[Exercises]
(a) List the three criticisms of Winnicott's account that the passage on Winnicott's account says we may raise against it.
(b) Carry on the passage about Winnicott's account, picking up after its final sentence.

[Excerpted text]
──────────────────────────────

Does this mean Winnicott’s account is just a story, just a framework? Well, we understand the physical world in terms of the concept of gravity, so, is this just a framework, just a story? No, it is a framework that explains things – which is exactly what Winnicott’s account seeks to do. We may argue that it exaggerates the importance of the first six month of a human being’s life or challenge its strong emphasis on the mother/primary carer or dispute its claim that failure to indulge the baby’s omnipotence creates difficulties in how the individual relates to herself and to the world, but this just underlines the fact that Winnicott is making substantive claims. His account is not just an interesting way of looking at things. Rather it seeks to explain why people are the way they are. Evidence for and against his account can be put forward even if the validity (or non-validity) of its claims cannot be demonstrated as straightforwardly (or as conclusively) as claims in the natural sciences.

──────────────────────────────

[Supplied data]
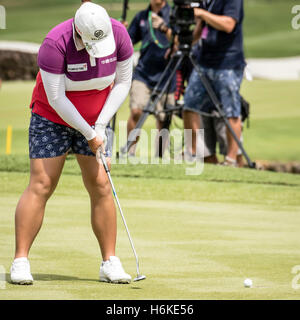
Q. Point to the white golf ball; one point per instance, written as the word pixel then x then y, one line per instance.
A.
pixel 248 283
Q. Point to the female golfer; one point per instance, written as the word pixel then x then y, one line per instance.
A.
pixel 85 75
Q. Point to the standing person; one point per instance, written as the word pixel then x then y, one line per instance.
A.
pixel 72 103
pixel 221 59
pixel 150 27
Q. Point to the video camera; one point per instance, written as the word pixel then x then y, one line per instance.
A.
pixel 182 18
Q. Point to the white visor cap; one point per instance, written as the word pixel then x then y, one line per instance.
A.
pixel 93 24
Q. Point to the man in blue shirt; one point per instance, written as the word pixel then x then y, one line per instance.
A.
pixel 150 28
pixel 221 60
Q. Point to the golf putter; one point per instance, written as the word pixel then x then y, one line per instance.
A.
pixel 100 156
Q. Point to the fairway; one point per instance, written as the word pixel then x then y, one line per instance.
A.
pixel 199 230
pixel 196 239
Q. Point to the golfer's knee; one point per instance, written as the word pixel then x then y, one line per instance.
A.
pixel 42 186
pixel 99 188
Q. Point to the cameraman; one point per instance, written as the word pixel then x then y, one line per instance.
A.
pixel 149 27
pixel 221 60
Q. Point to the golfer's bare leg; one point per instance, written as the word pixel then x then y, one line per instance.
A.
pixel 232 145
pixel 103 211
pixel 192 120
pixel 44 176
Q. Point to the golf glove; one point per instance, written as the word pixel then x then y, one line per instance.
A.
pixel 100 131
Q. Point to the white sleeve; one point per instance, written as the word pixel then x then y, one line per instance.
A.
pixel 118 93
pixel 54 85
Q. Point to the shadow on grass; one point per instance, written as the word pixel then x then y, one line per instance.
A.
pixel 58 277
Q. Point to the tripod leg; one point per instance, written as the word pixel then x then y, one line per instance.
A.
pixel 219 108
pixel 155 97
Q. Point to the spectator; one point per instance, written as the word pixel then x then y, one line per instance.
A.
pixel 221 59
pixel 150 27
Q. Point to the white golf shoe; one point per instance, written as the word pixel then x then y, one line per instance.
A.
pixel 20 272
pixel 112 271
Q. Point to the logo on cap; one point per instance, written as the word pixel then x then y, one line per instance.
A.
pixel 99 34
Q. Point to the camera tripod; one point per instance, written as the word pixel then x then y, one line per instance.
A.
pixel 175 62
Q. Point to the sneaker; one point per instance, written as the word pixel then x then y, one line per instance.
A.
pixel 112 271
pixel 20 272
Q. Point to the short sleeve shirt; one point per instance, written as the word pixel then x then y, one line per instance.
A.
pixel 220 49
pixel 88 80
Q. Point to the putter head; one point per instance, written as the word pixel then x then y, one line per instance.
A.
pixel 139 278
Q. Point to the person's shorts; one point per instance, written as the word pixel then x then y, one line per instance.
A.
pixel 48 139
pixel 215 134
pixel 225 82
pixel 140 95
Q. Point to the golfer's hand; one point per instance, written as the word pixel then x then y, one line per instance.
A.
pixel 157 21
pixel 95 144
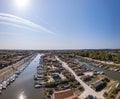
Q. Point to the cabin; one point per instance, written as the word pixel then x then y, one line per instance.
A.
pixel 98 85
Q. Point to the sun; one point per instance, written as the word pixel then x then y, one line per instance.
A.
pixel 21 4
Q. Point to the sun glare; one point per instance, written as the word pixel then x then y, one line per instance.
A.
pixel 21 4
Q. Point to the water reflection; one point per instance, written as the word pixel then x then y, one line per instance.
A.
pixel 22 95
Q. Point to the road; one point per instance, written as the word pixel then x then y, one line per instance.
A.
pixel 88 90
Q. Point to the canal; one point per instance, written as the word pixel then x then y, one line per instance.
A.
pixel 112 74
pixel 23 87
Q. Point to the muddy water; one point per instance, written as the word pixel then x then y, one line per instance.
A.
pixel 23 87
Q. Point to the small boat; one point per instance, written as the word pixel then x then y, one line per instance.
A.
pixel 0 91
pixel 1 86
pixel 4 85
pixel 37 84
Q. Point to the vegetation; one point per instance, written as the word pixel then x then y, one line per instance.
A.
pixel 101 55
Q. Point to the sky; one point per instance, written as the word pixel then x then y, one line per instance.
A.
pixel 59 24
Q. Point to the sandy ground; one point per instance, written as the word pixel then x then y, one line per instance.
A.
pixel 88 90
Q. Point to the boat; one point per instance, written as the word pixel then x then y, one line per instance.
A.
pixel 37 84
pixel 4 83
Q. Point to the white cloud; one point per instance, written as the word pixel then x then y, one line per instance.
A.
pixel 17 21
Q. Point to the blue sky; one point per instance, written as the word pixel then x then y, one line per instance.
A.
pixel 76 24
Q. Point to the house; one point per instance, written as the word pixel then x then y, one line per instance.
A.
pixel 98 85
pixel 64 94
pixel 86 78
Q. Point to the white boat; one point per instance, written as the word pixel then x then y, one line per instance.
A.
pixel 1 86
pixel 4 85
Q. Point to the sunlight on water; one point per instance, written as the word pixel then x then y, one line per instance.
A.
pixel 22 95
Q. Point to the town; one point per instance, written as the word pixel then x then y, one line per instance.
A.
pixel 60 74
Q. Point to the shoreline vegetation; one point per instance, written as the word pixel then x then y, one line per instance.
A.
pixel 5 72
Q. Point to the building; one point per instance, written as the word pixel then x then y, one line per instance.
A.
pixel 98 85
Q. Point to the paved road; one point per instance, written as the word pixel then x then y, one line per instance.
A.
pixel 88 90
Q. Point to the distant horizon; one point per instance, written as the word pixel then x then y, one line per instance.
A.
pixel 59 24
pixel 67 49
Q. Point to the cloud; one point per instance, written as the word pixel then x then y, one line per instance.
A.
pixel 18 21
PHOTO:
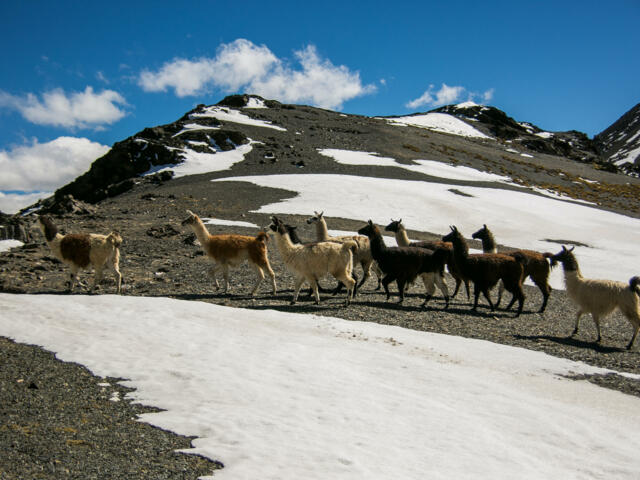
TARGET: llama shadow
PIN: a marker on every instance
(573, 342)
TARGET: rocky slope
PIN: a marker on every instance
(161, 258)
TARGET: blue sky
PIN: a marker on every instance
(82, 75)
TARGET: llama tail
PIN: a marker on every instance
(520, 258)
(115, 239)
(350, 245)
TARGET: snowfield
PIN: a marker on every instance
(432, 207)
(276, 395)
(439, 122)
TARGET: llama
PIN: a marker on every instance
(361, 256)
(230, 250)
(537, 266)
(82, 250)
(599, 297)
(312, 261)
(486, 269)
(402, 239)
(404, 264)
(293, 235)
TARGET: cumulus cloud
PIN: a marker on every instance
(255, 69)
(448, 95)
(47, 166)
(87, 109)
(14, 202)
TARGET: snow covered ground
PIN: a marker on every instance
(289, 396)
(276, 395)
(439, 122)
(516, 218)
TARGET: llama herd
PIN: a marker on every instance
(336, 256)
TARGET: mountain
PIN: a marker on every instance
(620, 143)
(478, 136)
(572, 144)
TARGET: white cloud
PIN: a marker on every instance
(448, 95)
(255, 69)
(14, 202)
(86, 109)
(47, 166)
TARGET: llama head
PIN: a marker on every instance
(370, 230)
(293, 234)
(47, 227)
(481, 234)
(191, 219)
(394, 226)
(453, 235)
(566, 257)
(277, 225)
(317, 216)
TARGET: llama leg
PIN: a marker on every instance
(633, 338)
(212, 272)
(476, 295)
(259, 281)
(73, 277)
(485, 292)
(267, 266)
(366, 270)
(455, 290)
(429, 286)
(350, 282)
(225, 275)
(500, 290)
(596, 320)
(296, 289)
(378, 272)
(578, 315)
(116, 270)
(97, 278)
(314, 287)
(442, 286)
(385, 284)
(545, 289)
(401, 284)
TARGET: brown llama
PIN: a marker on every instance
(402, 239)
(486, 269)
(83, 250)
(537, 266)
(230, 250)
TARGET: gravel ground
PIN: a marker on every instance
(58, 422)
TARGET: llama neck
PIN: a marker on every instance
(460, 249)
(571, 270)
(322, 234)
(284, 243)
(377, 243)
(402, 238)
(202, 234)
(489, 243)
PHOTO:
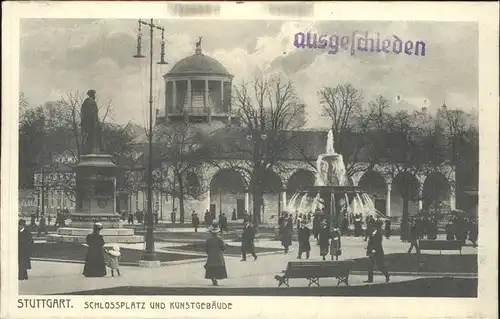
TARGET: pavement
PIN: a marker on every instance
(48, 277)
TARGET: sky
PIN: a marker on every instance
(58, 56)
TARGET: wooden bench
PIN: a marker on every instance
(440, 245)
(314, 270)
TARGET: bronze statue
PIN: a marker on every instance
(198, 45)
(91, 129)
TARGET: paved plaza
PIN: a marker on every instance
(48, 277)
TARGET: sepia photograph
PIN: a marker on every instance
(252, 158)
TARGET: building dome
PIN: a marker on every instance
(198, 63)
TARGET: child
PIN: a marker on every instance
(335, 247)
(114, 259)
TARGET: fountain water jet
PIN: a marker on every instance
(333, 193)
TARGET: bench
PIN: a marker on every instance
(314, 270)
(440, 245)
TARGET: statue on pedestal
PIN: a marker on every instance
(91, 128)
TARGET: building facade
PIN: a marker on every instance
(198, 91)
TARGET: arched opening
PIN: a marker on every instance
(436, 193)
(271, 197)
(373, 184)
(193, 185)
(227, 192)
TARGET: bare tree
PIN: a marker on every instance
(269, 110)
(349, 122)
(181, 153)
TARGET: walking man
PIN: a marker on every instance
(247, 244)
(414, 236)
(303, 236)
(375, 251)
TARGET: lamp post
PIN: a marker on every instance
(256, 137)
(149, 253)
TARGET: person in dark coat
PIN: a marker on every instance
(414, 236)
(336, 244)
(247, 238)
(215, 267)
(432, 229)
(473, 232)
(344, 227)
(387, 228)
(195, 220)
(324, 239)
(223, 223)
(449, 231)
(303, 235)
(316, 227)
(95, 265)
(33, 221)
(375, 251)
(24, 250)
(286, 236)
(358, 229)
(42, 227)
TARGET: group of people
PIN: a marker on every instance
(461, 228)
(96, 259)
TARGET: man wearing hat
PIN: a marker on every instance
(95, 265)
(324, 239)
(24, 247)
(215, 267)
(375, 251)
(247, 238)
(303, 235)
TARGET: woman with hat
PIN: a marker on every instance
(335, 247)
(215, 267)
(95, 265)
(324, 239)
(24, 244)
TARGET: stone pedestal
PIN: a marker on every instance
(95, 202)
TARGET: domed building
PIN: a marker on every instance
(198, 90)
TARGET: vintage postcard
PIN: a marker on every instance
(249, 159)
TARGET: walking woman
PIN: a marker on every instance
(324, 239)
(335, 247)
(25, 246)
(95, 265)
(215, 268)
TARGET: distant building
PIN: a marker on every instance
(198, 91)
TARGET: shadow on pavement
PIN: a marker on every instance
(425, 287)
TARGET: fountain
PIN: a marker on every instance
(332, 193)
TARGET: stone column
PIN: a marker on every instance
(283, 197)
(207, 200)
(420, 202)
(206, 92)
(388, 200)
(247, 200)
(174, 95)
(189, 94)
(452, 197)
(221, 96)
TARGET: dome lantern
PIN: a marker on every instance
(198, 89)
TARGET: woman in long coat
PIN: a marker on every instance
(95, 265)
(335, 246)
(286, 236)
(215, 268)
(324, 239)
(247, 241)
(25, 242)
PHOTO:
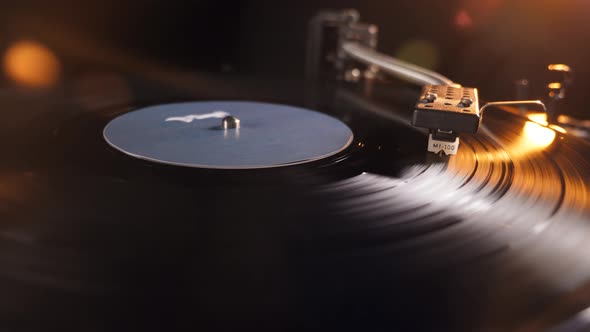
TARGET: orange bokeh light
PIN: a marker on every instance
(32, 64)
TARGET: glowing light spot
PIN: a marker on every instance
(559, 67)
(32, 64)
(558, 129)
(536, 136)
(420, 52)
(540, 118)
(463, 20)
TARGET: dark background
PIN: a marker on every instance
(486, 43)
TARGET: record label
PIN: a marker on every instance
(227, 135)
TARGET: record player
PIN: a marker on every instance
(374, 194)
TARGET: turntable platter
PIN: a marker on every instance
(197, 134)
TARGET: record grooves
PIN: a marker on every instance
(378, 234)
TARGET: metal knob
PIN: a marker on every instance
(230, 122)
(429, 97)
(561, 78)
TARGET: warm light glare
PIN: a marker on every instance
(536, 136)
(463, 20)
(540, 118)
(32, 64)
(558, 129)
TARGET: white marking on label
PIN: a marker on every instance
(192, 117)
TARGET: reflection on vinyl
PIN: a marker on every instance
(380, 235)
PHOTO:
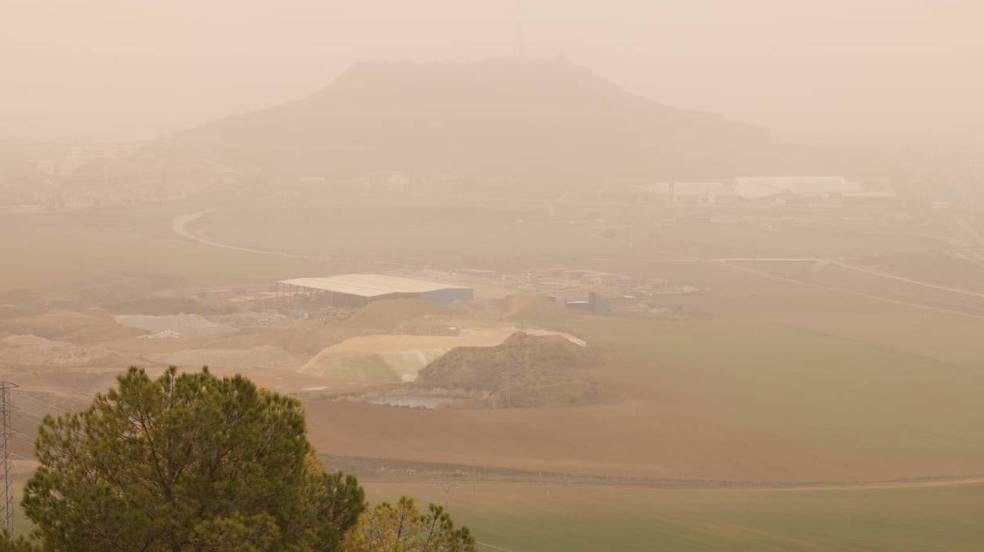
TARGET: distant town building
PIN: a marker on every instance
(358, 290)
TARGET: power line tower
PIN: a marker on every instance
(7, 500)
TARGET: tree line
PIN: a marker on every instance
(192, 462)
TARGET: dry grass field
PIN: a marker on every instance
(795, 377)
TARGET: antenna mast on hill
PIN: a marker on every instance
(7, 498)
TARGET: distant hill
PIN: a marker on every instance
(490, 120)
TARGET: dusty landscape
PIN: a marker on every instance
(713, 281)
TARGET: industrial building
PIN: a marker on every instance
(351, 291)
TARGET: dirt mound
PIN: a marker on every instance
(31, 350)
(392, 314)
(84, 327)
(524, 371)
(242, 360)
(532, 307)
(184, 325)
(160, 306)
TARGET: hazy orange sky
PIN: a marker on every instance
(813, 70)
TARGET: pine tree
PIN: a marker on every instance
(185, 463)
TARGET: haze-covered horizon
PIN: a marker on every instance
(869, 71)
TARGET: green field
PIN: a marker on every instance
(528, 518)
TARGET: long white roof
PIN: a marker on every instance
(369, 285)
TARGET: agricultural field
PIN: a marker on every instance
(810, 407)
(547, 518)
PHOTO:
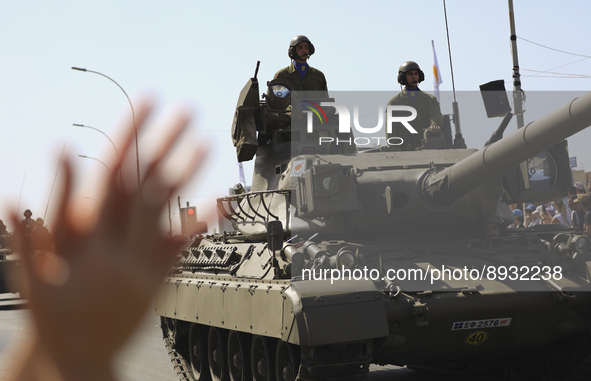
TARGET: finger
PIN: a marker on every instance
(62, 218)
(133, 128)
(192, 168)
(24, 246)
(116, 205)
(178, 126)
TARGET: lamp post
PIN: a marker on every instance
(95, 159)
(116, 152)
(137, 154)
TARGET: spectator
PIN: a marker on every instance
(87, 298)
(545, 217)
(518, 223)
(533, 216)
(560, 213)
(492, 227)
(42, 238)
(586, 206)
(575, 214)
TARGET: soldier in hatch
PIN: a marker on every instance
(299, 73)
(428, 117)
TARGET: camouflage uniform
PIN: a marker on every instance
(428, 113)
(313, 79)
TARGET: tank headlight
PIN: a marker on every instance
(581, 244)
(345, 259)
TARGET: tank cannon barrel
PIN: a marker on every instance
(446, 185)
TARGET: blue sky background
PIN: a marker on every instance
(201, 54)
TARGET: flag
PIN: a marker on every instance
(436, 74)
(241, 173)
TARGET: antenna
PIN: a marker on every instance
(458, 139)
(54, 178)
(517, 92)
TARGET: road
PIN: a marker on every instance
(145, 358)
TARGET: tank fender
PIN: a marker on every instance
(345, 311)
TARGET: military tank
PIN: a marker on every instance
(340, 259)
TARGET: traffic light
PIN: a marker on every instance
(191, 219)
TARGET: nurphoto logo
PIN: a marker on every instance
(393, 115)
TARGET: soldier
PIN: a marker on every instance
(428, 117)
(299, 73)
(28, 223)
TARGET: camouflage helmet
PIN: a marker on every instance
(406, 66)
(296, 40)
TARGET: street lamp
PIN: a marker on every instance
(95, 159)
(137, 154)
(116, 152)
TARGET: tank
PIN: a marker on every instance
(342, 258)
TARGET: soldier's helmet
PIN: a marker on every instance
(406, 66)
(296, 40)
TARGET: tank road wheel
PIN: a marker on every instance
(262, 358)
(217, 354)
(287, 361)
(239, 356)
(198, 353)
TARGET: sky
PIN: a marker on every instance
(199, 55)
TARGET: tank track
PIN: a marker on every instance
(181, 367)
(311, 369)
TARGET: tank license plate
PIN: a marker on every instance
(475, 324)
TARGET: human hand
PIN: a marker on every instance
(88, 296)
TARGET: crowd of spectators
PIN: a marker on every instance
(573, 211)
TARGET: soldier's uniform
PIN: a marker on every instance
(314, 79)
(428, 113)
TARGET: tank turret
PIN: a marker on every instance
(341, 258)
(399, 191)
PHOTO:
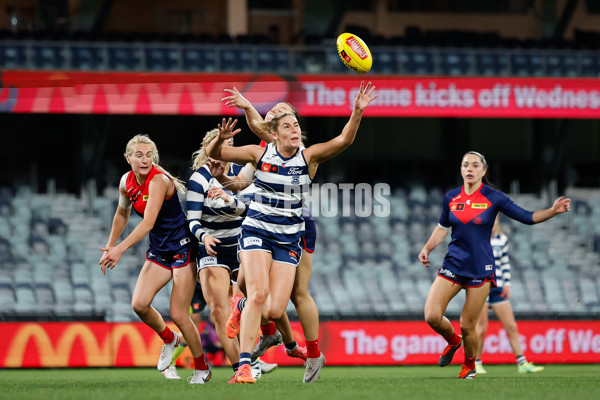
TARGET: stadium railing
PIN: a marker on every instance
(319, 58)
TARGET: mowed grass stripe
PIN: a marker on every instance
(572, 382)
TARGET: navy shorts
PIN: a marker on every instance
(287, 253)
(198, 302)
(226, 257)
(171, 259)
(495, 297)
(466, 281)
(309, 239)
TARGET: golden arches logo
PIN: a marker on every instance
(100, 355)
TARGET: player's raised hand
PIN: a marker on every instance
(235, 99)
(226, 129)
(561, 205)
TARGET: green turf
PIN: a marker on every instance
(573, 382)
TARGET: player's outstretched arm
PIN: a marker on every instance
(236, 99)
(561, 205)
(437, 236)
(322, 152)
(240, 155)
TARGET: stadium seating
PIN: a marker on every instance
(119, 52)
(363, 267)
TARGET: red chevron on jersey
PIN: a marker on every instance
(467, 208)
(138, 194)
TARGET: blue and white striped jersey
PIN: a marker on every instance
(500, 248)
(213, 216)
(276, 210)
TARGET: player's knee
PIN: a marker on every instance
(433, 318)
(511, 328)
(273, 312)
(299, 297)
(140, 308)
(219, 314)
(258, 299)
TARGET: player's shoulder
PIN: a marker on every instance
(201, 175)
(453, 194)
(491, 192)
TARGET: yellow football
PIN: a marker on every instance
(354, 53)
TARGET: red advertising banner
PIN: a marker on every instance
(100, 344)
(312, 95)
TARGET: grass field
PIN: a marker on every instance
(573, 382)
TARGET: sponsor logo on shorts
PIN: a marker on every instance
(252, 241)
(204, 261)
(448, 273)
(457, 207)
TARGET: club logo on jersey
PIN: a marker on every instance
(446, 272)
(252, 241)
(269, 168)
(472, 208)
(457, 206)
(133, 196)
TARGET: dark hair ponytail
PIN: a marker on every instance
(485, 178)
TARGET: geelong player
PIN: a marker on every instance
(152, 192)
(498, 300)
(307, 310)
(469, 211)
(269, 247)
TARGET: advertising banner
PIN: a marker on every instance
(312, 95)
(100, 344)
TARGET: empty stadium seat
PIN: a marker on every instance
(87, 58)
(273, 60)
(121, 58)
(162, 58)
(48, 56)
(417, 62)
(236, 59)
(13, 55)
(455, 62)
(196, 59)
(491, 63)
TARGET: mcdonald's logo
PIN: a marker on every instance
(100, 343)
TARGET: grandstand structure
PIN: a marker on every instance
(364, 268)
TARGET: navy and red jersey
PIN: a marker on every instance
(170, 232)
(471, 218)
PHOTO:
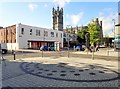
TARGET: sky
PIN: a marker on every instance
(75, 13)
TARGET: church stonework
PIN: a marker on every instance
(57, 19)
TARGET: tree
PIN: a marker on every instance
(94, 31)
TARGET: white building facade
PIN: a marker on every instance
(34, 37)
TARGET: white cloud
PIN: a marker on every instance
(45, 5)
(76, 18)
(61, 3)
(32, 7)
(108, 25)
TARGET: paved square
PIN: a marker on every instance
(59, 72)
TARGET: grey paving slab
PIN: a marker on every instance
(27, 73)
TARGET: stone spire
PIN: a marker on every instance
(57, 19)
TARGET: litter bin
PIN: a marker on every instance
(4, 51)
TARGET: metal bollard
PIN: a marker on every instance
(108, 51)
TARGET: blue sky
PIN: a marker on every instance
(75, 13)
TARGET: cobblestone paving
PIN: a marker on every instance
(60, 72)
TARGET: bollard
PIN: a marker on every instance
(108, 51)
(14, 54)
(93, 53)
(42, 53)
(68, 52)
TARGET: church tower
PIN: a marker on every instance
(57, 19)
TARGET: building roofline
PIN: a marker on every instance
(118, 24)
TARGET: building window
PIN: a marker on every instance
(61, 35)
(56, 34)
(46, 33)
(22, 31)
(30, 31)
(37, 32)
(52, 34)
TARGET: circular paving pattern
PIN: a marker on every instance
(69, 72)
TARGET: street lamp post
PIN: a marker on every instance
(68, 40)
(114, 32)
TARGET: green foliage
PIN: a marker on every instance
(94, 30)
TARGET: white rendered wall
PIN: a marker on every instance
(22, 39)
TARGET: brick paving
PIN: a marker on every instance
(59, 72)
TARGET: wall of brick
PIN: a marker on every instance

──────────────────────────────

[Answer set]
(a)
- It exaggerates the importance of the first six months of a human being's life.
- It places too strong an emphasis on the mother/primary carer.
- Its claim that failure to indulge the baby's omnipotence creates difficulties in how the individual relates to herself and to the world is open to dispute.

(b)
But isn’t there also a specifically Wittgensteinian challenge to this account? Winnicott attributes thoughts and feelings to infants who are nowhere near being able to talk and whose behaviour cannot demonstrate the complexities that would seem to be needed if we are to ascribe complex thoughts and feelings to them. What possible criteria could there be for saying that a baby believes (or does not believe) that it created the breast? Winnicott would certainly claim that there are things you can observe when a baby feeds that would support one conclusion rather than the other, but his claims do not rest exclusively on what can be observed in infancy. On the contrary, what the person the baby becomes later says and does, how they relate to the world, to other people and to their bodies will all reflect and therefore testify to how they experienced the first months of their lives. Winnicott is making claims about the first experiences of the baby, but the significance of those claims mean that the evidence for and against them can be drawn from any period of that person’s life. This type of link between a claim and the criteria for it is typical of psychological concepts. There are many criteria for the claim that X harboured a grudge against Y since their youth, but if X is good at hiding their feelings, the decisive evidence for the truth of this claim may only become apparent after a twenty-year period of apparently civilised interaction.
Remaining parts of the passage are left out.